— start —

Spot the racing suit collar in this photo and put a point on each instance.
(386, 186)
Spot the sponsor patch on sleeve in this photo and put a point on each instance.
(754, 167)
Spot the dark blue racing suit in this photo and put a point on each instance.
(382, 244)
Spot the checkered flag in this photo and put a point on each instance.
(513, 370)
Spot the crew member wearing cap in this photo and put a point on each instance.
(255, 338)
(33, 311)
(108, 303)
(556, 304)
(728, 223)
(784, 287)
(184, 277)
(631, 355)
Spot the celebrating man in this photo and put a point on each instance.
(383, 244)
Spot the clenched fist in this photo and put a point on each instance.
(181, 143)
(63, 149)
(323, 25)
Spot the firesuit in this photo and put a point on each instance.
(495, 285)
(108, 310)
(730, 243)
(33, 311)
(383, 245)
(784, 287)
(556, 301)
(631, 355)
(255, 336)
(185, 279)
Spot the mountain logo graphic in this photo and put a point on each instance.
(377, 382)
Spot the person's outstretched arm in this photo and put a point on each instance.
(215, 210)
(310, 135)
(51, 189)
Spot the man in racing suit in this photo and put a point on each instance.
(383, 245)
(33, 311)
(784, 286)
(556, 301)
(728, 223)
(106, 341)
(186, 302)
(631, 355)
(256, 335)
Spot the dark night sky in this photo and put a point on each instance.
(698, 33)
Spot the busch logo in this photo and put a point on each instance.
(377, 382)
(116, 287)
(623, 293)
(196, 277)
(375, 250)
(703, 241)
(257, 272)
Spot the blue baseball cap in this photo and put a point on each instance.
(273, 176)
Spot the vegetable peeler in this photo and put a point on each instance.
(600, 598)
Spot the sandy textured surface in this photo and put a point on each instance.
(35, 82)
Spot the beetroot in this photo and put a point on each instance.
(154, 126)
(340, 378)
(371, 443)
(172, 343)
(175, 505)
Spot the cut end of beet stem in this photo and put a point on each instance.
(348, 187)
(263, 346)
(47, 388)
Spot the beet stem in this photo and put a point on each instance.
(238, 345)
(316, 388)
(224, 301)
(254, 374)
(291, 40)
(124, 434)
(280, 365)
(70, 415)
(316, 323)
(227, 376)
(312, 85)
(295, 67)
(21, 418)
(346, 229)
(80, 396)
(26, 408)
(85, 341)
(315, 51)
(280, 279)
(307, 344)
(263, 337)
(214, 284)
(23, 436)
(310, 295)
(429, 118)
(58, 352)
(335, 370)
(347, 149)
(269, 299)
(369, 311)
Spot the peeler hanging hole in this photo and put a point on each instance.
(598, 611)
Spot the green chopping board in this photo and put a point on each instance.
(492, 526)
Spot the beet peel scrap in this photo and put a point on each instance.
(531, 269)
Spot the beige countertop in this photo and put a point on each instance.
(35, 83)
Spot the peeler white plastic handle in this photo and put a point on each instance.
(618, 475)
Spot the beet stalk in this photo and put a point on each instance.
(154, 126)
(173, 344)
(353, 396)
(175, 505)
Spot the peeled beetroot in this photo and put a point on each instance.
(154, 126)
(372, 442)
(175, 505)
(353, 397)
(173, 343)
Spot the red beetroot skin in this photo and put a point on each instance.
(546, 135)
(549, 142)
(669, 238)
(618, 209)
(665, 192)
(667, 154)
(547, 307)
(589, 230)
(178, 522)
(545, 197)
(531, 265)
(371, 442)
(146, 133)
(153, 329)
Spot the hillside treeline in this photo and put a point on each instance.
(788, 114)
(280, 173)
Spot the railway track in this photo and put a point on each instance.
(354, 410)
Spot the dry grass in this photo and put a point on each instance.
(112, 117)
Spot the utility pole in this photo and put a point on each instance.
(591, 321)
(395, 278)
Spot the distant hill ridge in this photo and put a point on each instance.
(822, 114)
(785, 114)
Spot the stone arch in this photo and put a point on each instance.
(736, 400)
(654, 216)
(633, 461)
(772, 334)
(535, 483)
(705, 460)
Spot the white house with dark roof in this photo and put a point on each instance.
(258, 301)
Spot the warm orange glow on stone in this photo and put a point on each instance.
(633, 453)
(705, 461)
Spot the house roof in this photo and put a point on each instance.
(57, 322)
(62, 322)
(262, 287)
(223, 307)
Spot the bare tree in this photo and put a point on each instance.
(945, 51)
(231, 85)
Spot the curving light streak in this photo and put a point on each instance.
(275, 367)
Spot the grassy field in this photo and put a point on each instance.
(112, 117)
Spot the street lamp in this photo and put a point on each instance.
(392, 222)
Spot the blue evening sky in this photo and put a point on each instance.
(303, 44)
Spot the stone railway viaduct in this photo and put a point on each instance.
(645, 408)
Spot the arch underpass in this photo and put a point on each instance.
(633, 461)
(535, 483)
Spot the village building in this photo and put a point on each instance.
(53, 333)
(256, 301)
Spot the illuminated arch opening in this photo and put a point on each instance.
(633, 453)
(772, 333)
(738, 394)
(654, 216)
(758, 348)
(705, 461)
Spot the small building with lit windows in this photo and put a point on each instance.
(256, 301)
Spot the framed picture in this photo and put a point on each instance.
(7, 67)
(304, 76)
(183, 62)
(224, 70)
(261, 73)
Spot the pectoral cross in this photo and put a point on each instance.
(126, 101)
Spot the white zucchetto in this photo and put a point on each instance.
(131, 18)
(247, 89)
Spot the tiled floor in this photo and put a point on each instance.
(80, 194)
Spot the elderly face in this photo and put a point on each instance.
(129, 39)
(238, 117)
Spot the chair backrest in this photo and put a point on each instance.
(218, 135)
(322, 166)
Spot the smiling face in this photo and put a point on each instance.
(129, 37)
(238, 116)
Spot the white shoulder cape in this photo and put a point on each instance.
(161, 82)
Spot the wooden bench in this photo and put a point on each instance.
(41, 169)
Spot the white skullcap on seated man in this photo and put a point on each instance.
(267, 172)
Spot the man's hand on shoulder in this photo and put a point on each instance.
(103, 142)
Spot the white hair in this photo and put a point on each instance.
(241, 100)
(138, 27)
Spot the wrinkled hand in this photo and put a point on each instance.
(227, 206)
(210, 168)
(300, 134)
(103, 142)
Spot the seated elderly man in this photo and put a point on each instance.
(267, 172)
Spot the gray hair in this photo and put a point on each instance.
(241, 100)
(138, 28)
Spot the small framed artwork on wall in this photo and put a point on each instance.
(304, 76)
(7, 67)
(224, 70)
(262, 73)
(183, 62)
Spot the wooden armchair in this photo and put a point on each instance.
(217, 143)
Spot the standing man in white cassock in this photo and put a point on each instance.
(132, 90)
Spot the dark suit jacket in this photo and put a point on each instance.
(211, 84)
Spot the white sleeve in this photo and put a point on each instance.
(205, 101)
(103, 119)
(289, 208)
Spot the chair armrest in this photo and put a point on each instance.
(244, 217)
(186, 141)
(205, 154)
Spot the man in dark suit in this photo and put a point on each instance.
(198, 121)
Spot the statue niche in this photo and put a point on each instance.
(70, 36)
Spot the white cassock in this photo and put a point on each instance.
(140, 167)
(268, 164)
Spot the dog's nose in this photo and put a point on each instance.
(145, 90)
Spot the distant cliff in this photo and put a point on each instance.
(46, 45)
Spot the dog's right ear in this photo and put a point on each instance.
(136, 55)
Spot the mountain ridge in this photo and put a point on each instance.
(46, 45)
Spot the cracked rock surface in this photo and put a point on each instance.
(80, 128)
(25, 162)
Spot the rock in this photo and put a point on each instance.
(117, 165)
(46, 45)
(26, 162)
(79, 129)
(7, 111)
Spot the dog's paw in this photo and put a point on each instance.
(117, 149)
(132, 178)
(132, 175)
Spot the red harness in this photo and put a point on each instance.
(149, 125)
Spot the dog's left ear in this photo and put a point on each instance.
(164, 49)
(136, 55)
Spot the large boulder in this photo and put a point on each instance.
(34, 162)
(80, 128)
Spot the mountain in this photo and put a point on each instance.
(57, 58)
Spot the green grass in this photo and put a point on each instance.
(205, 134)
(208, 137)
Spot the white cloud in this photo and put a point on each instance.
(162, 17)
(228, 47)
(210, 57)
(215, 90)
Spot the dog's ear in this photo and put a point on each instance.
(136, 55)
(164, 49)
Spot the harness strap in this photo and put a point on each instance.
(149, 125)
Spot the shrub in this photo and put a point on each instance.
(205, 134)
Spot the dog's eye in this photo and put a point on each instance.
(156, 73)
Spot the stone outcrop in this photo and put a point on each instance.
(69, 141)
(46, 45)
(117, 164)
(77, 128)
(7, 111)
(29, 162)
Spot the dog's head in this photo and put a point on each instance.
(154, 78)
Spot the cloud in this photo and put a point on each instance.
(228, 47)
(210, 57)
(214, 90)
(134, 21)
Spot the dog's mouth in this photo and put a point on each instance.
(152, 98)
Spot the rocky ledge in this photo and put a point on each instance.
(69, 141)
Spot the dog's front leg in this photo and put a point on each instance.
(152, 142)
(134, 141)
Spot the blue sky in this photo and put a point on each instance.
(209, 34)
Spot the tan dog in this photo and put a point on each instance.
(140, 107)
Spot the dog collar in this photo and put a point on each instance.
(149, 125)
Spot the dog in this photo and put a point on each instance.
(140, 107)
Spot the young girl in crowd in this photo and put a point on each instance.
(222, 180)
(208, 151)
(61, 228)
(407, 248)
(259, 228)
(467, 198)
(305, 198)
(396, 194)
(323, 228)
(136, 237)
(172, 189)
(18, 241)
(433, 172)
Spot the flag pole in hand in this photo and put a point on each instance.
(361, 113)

— end —

- [Instruction]: Reproduce the entries from the line containing "Spot the blue sky" through the end of the entries, substituting "puppy" for "dog" and leaving everything else unchanged.

- [Task answer]:
Spot the blue sky in this photo and put a point on each instance.
(209, 34)
Spot the tan puppy in this photo and put a point on each instance.
(140, 107)
Spot the puppy collar in this photo and put a point on each instance.
(149, 125)
Spot the puppy in this photo and put a point on each instance.
(140, 107)
Spot the young girl in crowd in this photo and put a point on each instance.
(222, 180)
(208, 151)
(61, 228)
(407, 248)
(259, 228)
(467, 198)
(305, 198)
(396, 194)
(323, 228)
(136, 237)
(172, 189)
(18, 241)
(433, 172)
Spot the flag pole in hand in this photo and put a point on each instance.
(361, 113)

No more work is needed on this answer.